Johan Sara Jr. born 1963 is a Sami musician (guitar and yoik) and a central Sami composer, producer, teacher, arranger, actor and performer of contemporary music with roots in the Sami tradition.

Career 

Sara Jr. was born and raised in Alta, and studied classical guitar at the Music Conservatory in Tromsø, as well as music pedagogics. He taught music at the Sami University College in Kautokeino. Sara jr. is the leader of Johan Sara Jr. Group, who released  (1995).
With a new line up (Geir Lysne wind instruments, Knut Aalefjær drums, Erik Halvorsen keyboards) came the release Boska (2003), with a musical expression described as punk-joik-jazz. The next album is called Orvoš (2009) with the J. S. Jr. Group.

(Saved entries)
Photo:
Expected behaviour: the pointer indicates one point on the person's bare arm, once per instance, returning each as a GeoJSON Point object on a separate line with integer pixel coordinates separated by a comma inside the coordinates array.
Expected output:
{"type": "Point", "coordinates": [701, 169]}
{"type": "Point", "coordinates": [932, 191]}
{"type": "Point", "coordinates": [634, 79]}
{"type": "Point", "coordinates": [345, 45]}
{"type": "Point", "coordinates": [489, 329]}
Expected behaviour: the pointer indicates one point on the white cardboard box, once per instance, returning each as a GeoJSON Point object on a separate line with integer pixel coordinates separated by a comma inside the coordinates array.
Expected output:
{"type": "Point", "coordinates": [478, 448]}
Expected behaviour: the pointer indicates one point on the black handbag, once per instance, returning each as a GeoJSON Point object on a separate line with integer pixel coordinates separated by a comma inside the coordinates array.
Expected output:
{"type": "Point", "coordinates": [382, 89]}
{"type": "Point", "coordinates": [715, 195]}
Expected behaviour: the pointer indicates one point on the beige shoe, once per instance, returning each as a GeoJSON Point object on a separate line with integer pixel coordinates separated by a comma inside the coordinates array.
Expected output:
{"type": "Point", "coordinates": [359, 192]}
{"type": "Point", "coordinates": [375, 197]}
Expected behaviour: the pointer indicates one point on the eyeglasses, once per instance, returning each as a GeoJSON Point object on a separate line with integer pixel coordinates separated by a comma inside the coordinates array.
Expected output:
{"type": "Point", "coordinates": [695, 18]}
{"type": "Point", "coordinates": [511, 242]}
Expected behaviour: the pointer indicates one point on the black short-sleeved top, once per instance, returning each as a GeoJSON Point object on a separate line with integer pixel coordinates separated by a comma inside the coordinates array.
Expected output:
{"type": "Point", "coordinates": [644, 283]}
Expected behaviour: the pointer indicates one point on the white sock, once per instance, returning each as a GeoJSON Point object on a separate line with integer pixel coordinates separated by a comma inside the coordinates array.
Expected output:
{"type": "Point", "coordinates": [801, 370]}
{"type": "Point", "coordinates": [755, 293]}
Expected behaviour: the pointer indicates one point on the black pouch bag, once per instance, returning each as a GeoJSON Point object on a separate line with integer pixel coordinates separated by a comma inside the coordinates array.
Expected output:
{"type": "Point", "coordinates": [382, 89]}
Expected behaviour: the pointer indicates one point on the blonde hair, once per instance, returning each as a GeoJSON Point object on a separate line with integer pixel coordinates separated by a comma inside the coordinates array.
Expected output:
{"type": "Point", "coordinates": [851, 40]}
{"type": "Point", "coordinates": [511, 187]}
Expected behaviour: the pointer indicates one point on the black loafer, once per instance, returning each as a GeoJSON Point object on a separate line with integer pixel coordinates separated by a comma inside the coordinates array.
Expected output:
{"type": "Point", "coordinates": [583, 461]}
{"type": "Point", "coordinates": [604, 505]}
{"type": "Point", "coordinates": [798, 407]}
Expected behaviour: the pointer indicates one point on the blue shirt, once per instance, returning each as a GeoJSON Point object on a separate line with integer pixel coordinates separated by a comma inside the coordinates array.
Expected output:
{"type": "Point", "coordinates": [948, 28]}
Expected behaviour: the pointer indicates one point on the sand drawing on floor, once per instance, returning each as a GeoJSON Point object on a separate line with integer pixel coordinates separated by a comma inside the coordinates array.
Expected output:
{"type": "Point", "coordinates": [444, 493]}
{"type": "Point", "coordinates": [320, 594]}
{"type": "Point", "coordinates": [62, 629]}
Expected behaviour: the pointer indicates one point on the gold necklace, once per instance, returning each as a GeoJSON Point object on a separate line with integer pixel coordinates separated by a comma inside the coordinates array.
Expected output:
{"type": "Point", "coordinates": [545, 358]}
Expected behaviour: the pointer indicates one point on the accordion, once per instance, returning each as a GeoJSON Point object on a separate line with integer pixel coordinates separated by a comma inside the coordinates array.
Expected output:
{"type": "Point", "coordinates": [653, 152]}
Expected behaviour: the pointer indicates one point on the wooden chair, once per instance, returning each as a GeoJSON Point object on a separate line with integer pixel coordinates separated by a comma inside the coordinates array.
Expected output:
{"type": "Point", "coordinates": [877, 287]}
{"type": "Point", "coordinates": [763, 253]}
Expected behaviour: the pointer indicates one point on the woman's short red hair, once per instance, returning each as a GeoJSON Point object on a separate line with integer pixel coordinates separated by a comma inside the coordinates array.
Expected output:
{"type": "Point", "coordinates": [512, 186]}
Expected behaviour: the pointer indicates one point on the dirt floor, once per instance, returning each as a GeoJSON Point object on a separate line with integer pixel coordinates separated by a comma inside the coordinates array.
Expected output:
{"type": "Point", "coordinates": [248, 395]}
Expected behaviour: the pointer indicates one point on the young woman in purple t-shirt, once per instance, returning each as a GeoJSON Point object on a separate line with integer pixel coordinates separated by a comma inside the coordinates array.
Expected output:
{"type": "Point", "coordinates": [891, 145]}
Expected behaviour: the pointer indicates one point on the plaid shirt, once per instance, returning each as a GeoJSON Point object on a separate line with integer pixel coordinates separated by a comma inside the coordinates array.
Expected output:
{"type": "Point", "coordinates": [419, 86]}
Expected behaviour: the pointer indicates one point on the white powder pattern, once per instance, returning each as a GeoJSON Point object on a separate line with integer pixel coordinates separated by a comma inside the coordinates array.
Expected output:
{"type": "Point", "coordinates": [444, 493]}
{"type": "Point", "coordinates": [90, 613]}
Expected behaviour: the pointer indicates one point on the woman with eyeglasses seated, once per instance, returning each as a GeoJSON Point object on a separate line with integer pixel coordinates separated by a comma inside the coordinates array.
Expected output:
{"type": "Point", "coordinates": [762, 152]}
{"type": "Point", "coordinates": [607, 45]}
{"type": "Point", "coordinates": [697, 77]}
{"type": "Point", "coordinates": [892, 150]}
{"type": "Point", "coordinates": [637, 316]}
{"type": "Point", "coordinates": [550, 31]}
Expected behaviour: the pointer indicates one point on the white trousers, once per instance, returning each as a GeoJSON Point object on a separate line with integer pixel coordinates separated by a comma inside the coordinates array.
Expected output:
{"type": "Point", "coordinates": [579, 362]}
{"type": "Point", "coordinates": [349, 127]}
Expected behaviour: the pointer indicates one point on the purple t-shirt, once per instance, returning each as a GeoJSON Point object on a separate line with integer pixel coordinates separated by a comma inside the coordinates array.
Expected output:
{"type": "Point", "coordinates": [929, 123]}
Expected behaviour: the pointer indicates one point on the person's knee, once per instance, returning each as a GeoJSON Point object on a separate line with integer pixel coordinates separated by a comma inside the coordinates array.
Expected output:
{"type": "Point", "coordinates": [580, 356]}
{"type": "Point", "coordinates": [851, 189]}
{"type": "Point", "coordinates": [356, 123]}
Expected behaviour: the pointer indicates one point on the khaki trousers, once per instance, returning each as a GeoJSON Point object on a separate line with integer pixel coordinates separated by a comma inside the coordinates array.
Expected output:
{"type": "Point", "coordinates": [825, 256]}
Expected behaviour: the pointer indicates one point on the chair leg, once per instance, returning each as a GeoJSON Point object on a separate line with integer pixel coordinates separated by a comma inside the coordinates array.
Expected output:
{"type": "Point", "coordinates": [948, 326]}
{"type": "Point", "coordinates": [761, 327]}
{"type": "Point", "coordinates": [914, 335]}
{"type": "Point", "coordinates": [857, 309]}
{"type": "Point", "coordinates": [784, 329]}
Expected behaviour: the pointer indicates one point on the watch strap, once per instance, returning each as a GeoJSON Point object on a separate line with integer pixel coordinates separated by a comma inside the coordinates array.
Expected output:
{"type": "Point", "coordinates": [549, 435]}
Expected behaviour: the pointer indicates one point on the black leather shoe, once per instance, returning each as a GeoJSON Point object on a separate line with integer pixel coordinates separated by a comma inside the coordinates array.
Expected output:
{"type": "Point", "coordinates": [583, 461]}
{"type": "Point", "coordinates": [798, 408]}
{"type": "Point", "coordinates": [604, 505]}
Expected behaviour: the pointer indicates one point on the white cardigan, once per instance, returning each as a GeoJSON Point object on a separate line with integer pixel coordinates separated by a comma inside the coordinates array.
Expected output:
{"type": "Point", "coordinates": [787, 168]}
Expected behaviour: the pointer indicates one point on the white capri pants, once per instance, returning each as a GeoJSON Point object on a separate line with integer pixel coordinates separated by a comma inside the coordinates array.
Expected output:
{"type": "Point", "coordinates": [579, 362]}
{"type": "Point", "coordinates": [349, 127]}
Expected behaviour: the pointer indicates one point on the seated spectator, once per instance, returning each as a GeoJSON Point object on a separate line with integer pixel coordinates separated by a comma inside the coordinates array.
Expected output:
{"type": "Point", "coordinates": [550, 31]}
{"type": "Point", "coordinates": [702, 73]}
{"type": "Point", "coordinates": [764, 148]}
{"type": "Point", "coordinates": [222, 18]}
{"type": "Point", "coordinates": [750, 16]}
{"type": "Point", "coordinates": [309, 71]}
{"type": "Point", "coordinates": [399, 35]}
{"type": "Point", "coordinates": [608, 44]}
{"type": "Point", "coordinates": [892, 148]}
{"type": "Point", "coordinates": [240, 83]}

EXERCISE INSTRUCTIONS =
A. How many lines of the entries contain the string "dirt"? Reply with only the number.
B. Write the next part of the text about Johan Sara Jr., starting after its last sentence.
The text about Johan Sara Jr. and the entries have nothing to do with each other.

EXERCISE RESULTS =
A. 1

B.
The orchestra has an extensive list of international touring. In 2010 he toured Japan, where he played for sold-out houses in Osaka and Tokyo, where he would be hold a total of four concerts. In the summer of 2011 he played the Roskilde Festival, where he received massive applause from a lofty festival audiences for his jazzy yoik with a band consisting of among others Terje Johannessen. The same year he was awarded the Edvard Prize 2011, from TONO, for the album Transmission – Rievdadus in open class under Ultima Oslo Contemporary Music Festival. The Jury Rationale states  "soundscape of natural sounds, voices, breathing and occasional heavy rhythms fuse into exciting music. It is unpredictable, Johan Sara Jr invites us on a journey, and we want to follow. From the minimalist to the great epic, all rooted in something we can all recognize ourselves in – namely, our roots."

Sara Jr. has also written music for radio and theater, most recently for the Hålogaland Teater (Idag og i morgen, 2005).

Awards and honors 
In 2001, Sara received the Áillohaš Music Award, a Sámi music award conferred by the municipality of Kautokeino and the Kautokeino Sámi Association to honor the significant contributions the recipient or recipients has made to the diverse world of Sámi music.

In 2010, he won the Edvard-prisen in the open class category for his album Transmission – Rievdadus.

Discography

As band leader 
As Johan Sara Jr. & Group
1995:  (DAT)
2003: Boska (DAT)
2009: Orvos (DAT)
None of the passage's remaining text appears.